It was a funeral procession.
For a split second, I was irritated and let out a sigh in frustration. Great. Now, I was going to be even later, missing my opportunity for a parking spot.
But then it hit me, as it usually does when a funeral procession passes before me. My heart sank in an empathetic dive towards sadness and compassion.
These people, in some way shape or form, have just experienced a loss. How can I even compare? The answer is I can’t. The insignificance of my tardiness was nothing in comparison to losing a life, no matter the relation. I felt embarrassed, despite the fact that I was alone (mostly) in the car, no one witness to my thoughts. My three-year old sitting in the back of the car singing to herself had no awareness to the situation, and yet I still felt icky.
Sometimes we are inconvenienced. Sometimes it isn’t even fair.
An elderly person, or a perfectly-abled young person, takes too long at the checkout. Someone pulls in the wrong way in the drop off lane at school. The mail deliverer brings the wrong mail to your house – for the third time. These things happen, and it seems we are getting more and more intolerant.
We are all humans and we seem to be segregating ourselves not just into different colors, religions, and genders, but also into varying degrees of importance and righteousness. And why? What gives any of us the right to declare our needs to be more important than those with whom we cross paths?
Don’t get me wrong, I am a firm believer in self-care and recognizing our own needs and boundaries to keep ourselves healthy – in mind and body. Without taking care of ourselves, we are no good to anyone else. And yet, where do we draw the line? When our deferences are recognized and we are credited with kind-doing? Or is it when we finally feel we have enough time, money or patience to finally give it to others?
I ask these questions because so much more often than not, I see impatience, quick judgments, self-serving actions all around – even in myself. Horns are honking because someone is not moving fast enough. There are high levels of irritation that our agendas are being delayed or interrupted. Tunnel vision that someone’s actions are purposely looking to affect our own, without regard to any other possibility that actually doesn’t even relate to us. And there even exists harsh judgments of someone else’s actions or circumstances, often based on preconceived notions - this overwhelming increased intolerance and feeling wronged.
○ ○ ○
### Exercise instructions:
1 - Sum up the essay about the funeral procession in two sentences.
2 - In the essay about the funeral procession, who was sitting in the back of the car?
3 - Continue the essay about the funeral procession from where it stops.
The lines after this point are separate material and aren't part of the essay about the funeral procession.

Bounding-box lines
○ ○ ○
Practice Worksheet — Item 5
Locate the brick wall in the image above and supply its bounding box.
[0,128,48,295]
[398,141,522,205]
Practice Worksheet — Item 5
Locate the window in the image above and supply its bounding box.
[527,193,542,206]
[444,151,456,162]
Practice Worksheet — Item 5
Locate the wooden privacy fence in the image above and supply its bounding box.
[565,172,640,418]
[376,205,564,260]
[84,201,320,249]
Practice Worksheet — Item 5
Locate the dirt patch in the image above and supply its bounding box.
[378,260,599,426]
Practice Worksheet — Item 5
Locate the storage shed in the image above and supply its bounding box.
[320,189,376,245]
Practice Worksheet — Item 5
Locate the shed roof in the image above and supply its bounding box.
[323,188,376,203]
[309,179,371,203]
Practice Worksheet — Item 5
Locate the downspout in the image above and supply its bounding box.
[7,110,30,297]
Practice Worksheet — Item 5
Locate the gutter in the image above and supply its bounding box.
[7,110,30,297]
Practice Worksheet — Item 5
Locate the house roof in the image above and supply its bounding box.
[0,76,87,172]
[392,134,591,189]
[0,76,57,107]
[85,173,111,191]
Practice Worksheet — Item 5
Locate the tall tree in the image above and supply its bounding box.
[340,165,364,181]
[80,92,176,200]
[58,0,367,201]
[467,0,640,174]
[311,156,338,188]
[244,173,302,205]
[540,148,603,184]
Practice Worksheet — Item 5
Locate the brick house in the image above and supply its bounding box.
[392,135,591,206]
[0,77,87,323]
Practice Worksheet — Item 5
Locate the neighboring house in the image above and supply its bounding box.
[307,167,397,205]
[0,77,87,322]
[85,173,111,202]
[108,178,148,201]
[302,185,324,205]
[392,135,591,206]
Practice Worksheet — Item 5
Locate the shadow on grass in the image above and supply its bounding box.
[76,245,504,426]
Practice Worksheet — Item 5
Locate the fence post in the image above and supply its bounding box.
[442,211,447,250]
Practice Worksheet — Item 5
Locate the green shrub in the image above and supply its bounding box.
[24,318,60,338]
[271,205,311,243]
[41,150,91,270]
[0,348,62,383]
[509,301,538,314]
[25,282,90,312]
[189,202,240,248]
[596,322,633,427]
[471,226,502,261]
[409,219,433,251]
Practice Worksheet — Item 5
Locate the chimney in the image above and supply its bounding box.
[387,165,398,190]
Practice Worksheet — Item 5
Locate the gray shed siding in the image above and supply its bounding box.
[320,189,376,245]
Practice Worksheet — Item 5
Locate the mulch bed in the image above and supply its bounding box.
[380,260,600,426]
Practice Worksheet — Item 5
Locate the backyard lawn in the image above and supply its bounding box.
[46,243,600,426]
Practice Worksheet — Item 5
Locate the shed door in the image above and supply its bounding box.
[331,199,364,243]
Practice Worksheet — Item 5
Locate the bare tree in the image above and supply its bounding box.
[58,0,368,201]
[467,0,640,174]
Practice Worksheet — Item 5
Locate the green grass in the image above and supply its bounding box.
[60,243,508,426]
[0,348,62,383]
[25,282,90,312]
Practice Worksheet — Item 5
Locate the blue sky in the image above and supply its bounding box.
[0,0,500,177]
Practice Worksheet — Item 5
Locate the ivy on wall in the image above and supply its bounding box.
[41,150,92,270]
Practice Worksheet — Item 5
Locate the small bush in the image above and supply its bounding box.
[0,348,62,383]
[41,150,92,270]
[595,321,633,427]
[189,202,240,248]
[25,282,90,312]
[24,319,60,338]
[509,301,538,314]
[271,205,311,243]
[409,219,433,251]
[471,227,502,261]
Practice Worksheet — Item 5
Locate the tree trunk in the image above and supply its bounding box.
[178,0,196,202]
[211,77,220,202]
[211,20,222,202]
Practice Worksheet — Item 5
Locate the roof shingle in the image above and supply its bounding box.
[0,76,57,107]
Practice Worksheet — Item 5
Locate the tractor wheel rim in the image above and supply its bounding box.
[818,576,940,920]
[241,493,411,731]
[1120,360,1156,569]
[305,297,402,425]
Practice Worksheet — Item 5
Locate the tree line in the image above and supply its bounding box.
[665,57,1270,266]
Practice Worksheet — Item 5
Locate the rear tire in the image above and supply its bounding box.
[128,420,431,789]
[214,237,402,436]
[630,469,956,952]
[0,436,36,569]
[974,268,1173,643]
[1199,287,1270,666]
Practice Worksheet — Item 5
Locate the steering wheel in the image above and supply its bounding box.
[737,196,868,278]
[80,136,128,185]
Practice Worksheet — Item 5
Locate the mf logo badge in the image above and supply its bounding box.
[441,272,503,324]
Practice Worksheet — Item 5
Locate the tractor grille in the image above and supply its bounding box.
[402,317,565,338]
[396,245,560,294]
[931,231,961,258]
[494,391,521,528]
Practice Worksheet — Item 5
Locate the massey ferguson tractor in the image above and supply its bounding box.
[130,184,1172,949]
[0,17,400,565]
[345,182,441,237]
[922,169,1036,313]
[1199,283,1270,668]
○ ○ ○
### Expected responses:
1 - When a funeral procession made the writer even later, a moment of irritation turned into sadness, compassion, and embarrassment at comparing being late to someone's loss. The writer then notes that people seem more and more intolerant of small inconveniences, and asks why any of us think our needs matter more than those of the people we cross paths with.

2 - The writer's three-year-old, singing to herself.

3 -
For myself, when I can take a moment to step back and look at the bigger picture, I realize how much I am seeing only one side of the situation. I realize how much that I can actually afford to give. And I’m not just talking about money. I mean the more intangible, yet often more important things in life; time, patience, kindness.
Do a little bit of good wherever you are, even if you are feeling you can’t afford it.
Sure, people do things that seem unfair all of the time. Hey, I might even be one of them, and don’t even realize it. So, when situations in which I feel slighted are presented to me, I realize I do have a choice. I can get angry and resentful that I am being taken advantage of and that someone else seemingly is getting the better end of the deal, or I can take it for what it’s worth. Can I afford to let this one go? Am I being violated in any way that jeopardizes my safety? Or can I be grateful that today, I have a little extra to give. I am not plagued with the tragedies that affect so many on a daily basis.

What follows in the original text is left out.